[Records]:
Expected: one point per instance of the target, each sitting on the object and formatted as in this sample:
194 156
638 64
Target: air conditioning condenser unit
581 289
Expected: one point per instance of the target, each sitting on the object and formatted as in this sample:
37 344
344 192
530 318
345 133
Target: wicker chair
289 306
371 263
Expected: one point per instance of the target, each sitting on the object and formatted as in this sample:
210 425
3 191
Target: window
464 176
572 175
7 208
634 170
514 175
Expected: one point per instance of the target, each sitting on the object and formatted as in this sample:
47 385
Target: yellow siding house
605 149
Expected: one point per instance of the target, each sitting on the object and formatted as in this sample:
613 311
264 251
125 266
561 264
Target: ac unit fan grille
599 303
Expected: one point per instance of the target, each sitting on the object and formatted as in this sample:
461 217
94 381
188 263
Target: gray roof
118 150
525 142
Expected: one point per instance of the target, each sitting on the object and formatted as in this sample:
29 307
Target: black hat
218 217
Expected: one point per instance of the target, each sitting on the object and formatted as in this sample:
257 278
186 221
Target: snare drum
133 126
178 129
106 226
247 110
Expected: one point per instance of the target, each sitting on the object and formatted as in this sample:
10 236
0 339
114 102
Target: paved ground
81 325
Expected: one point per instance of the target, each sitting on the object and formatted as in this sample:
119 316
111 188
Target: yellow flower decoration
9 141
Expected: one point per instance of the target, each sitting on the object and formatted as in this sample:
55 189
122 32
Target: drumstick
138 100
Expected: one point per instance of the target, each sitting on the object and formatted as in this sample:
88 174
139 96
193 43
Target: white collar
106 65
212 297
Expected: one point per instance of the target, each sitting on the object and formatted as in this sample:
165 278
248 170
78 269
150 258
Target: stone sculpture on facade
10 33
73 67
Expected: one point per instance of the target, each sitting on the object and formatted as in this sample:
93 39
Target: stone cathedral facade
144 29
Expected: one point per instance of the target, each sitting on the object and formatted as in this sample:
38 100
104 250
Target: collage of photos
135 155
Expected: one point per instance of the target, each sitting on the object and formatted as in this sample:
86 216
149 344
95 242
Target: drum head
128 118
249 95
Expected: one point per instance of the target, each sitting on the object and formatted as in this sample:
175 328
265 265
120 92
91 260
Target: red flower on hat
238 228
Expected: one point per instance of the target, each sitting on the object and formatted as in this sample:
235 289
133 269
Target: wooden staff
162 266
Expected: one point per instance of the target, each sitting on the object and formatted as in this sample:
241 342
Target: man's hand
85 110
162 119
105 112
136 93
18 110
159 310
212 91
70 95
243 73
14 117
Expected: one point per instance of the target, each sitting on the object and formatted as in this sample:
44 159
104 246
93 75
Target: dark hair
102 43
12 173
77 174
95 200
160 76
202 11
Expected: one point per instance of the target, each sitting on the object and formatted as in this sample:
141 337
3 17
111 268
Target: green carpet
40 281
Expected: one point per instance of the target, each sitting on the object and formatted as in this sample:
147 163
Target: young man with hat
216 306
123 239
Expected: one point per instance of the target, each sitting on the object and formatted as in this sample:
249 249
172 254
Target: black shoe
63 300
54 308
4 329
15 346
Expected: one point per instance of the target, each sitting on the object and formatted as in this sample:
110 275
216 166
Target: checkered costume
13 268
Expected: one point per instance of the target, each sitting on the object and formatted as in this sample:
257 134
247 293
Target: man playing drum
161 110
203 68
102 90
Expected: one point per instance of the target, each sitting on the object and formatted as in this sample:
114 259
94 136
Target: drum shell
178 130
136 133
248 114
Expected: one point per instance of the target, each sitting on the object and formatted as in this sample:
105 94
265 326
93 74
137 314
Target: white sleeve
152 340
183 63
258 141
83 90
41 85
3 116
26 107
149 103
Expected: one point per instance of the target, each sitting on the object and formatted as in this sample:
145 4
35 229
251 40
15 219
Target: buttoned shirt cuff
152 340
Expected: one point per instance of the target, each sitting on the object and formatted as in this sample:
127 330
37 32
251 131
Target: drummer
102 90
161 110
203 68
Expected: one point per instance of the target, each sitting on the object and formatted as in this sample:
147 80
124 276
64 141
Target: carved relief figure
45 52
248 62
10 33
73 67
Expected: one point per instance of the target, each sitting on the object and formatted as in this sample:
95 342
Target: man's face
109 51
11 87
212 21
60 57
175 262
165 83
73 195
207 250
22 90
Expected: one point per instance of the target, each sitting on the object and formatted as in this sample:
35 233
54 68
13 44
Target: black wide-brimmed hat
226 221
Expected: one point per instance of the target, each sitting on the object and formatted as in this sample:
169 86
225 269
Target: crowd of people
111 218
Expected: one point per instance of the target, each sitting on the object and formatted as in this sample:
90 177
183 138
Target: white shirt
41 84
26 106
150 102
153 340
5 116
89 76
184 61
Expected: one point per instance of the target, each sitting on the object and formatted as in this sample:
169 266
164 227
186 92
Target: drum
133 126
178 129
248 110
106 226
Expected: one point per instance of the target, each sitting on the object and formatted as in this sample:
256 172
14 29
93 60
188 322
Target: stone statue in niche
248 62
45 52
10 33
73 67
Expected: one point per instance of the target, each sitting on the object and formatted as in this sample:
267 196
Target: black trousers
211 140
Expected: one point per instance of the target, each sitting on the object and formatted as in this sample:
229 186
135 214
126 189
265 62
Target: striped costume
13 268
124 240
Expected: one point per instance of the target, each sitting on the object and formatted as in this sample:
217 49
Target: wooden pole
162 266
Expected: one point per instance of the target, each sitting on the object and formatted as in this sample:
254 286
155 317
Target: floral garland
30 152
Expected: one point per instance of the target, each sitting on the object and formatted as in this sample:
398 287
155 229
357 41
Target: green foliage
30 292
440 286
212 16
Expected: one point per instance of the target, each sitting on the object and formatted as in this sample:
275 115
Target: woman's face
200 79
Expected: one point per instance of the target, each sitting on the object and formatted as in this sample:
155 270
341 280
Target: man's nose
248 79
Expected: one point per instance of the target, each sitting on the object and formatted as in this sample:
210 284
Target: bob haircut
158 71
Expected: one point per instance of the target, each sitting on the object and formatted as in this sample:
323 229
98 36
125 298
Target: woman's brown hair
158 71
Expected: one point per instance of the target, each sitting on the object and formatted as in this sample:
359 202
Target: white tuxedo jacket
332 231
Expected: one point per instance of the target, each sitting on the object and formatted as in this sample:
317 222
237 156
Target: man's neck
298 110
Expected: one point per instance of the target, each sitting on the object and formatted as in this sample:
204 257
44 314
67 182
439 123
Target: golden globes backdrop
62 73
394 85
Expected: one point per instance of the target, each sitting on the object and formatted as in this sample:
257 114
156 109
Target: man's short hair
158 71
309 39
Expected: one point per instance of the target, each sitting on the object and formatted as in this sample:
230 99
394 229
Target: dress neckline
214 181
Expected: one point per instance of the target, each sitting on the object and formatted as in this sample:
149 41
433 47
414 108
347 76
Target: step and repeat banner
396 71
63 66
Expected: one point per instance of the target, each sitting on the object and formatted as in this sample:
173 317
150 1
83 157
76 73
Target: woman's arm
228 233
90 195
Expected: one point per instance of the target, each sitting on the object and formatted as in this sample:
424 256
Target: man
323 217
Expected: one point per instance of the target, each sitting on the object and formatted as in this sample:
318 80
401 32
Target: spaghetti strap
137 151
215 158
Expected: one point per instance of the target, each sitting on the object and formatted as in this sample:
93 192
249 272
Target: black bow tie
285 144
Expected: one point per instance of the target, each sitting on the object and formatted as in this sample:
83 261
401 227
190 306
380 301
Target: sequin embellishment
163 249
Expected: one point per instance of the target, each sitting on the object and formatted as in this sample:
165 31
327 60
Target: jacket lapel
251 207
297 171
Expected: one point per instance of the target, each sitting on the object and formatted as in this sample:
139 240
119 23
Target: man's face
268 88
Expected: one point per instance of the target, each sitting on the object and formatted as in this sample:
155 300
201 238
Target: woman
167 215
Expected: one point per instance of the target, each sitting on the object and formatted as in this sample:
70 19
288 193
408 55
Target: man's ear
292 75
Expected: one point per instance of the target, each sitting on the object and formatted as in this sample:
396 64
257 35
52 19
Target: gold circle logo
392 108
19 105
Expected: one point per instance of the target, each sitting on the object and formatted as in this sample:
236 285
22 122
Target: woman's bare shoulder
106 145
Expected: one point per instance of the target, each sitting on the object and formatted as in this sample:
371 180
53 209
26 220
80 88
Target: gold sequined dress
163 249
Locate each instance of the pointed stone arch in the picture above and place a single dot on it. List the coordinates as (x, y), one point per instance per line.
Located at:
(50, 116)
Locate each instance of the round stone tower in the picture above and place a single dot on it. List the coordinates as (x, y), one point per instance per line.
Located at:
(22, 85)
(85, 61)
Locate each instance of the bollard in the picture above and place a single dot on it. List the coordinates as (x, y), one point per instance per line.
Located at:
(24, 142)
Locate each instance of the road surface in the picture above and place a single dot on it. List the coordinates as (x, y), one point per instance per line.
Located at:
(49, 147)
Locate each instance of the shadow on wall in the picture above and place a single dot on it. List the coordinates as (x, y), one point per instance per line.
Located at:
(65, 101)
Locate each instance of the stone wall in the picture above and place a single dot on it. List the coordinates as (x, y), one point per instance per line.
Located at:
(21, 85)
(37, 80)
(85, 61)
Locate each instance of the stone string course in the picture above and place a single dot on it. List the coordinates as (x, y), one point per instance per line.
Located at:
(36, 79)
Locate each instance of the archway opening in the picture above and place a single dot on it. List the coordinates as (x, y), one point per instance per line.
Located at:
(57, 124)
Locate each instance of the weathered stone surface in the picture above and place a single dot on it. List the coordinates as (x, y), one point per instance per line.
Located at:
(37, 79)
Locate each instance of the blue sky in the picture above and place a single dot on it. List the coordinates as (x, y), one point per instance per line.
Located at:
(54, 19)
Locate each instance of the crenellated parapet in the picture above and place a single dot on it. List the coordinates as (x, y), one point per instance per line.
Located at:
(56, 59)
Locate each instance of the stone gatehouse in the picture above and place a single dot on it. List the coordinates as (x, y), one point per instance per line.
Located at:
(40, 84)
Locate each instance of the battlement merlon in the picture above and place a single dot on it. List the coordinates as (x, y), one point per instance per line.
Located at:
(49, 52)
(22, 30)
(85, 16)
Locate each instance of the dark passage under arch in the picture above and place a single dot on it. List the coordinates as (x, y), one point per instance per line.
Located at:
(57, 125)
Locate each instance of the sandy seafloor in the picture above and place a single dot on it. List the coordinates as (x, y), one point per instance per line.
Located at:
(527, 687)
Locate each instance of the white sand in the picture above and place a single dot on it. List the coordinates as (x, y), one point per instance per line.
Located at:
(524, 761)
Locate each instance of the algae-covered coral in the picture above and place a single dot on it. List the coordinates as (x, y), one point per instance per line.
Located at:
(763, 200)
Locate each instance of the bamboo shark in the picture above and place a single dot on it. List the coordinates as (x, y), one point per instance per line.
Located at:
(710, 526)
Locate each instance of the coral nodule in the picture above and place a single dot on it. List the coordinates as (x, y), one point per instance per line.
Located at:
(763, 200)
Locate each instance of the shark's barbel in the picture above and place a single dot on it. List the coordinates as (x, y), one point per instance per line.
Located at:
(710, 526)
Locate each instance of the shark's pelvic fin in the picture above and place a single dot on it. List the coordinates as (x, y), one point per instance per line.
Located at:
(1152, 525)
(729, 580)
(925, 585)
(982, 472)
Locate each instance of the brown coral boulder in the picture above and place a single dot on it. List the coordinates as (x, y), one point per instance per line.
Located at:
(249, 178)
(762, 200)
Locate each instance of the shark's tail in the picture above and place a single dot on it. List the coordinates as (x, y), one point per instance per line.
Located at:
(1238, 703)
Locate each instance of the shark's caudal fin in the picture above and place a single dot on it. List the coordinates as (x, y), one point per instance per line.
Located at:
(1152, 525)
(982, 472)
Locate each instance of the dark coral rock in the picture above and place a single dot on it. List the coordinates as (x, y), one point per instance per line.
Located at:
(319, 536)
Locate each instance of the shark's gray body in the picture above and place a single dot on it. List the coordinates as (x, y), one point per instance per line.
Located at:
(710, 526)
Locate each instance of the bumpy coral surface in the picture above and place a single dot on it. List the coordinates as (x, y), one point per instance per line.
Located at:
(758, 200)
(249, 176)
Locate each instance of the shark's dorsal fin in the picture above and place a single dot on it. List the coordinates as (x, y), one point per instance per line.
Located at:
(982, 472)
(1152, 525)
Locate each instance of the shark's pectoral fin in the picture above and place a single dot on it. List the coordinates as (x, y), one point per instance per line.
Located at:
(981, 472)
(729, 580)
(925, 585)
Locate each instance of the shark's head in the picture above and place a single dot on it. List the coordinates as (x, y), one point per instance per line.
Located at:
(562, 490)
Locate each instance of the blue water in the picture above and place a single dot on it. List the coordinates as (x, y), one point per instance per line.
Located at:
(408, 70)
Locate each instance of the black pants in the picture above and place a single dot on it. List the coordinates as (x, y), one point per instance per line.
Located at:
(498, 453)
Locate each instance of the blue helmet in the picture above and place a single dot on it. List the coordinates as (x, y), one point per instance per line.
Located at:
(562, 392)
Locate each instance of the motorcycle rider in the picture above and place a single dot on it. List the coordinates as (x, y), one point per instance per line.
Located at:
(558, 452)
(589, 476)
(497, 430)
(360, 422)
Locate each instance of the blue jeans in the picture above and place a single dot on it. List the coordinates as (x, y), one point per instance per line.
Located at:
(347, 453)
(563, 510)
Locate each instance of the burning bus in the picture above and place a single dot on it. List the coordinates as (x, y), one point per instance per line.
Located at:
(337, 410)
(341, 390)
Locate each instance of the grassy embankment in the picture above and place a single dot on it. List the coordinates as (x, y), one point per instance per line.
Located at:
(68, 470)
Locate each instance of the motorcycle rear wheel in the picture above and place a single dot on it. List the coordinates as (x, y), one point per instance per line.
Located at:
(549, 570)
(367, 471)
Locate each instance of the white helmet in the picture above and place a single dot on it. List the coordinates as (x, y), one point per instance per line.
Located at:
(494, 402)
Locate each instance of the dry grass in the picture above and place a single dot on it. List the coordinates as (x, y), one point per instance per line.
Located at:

[Set problem]:
Output an exact copy of the lines beginning at the one that holds "Locate each instance of the shark's head" and running through the final line of the records.

[Solution for this problem]:
Locate each instance of the shark's head in the picture above and place a single dot on it. List the coordinates as (x, y), one point per instance per line.
Located at:
(562, 490)
Locate each instance of the blue water in the picture above and place a single dot on it. List the coordinates as (x, y), one point per instance per line.
Located at:
(408, 70)
Locate each instance of the black pants in the picture above and place a single dot on it. List the coordinates as (x, y), one point per instance per line.
Located at:
(498, 453)
Locate each instance of the blue helmet in the picture above and place a single dot on it. List the coordinates as (x, y), one point per instance per line.
Located at:
(562, 392)
Locate each instance of the motorcycle rider in the picture above and place a single dot on it. List the coordinates as (x, y), one point per instance per line.
Located at:
(558, 452)
(589, 476)
(497, 430)
(360, 422)
Locate each instance of the blue jeans in the picture above and place a single dot on it. List the coordinates as (x, y), one point per instance per line.
Located at:
(347, 453)
(563, 510)
Locate each instance of the burning bus in the picture above and place a single dot on it. List the coordinates as (x, y), one point per instance per line.
Located at:
(337, 410)
(341, 390)
Locate each instance of the grassy embankment in the picture above and place a single dot on it. List the coordinates as (x, y), one point per instance per line.
Located at:
(68, 470)
Locate each instance of the motorcycle rear wheel in the picture above and place a single dot on it. List the coordinates as (x, y), one point per instance per line.
Located at:
(549, 570)
(367, 471)
Locate each instance of the white helmet in the picture above and place a single dot on it. List the coordinates as (x, y), one point per instance per line.
Located at:
(494, 402)
Locate each instance of the dry grass in the picture above and place a single dot on it. List the coordinates as (x, y), one point per instance per line.
Located at:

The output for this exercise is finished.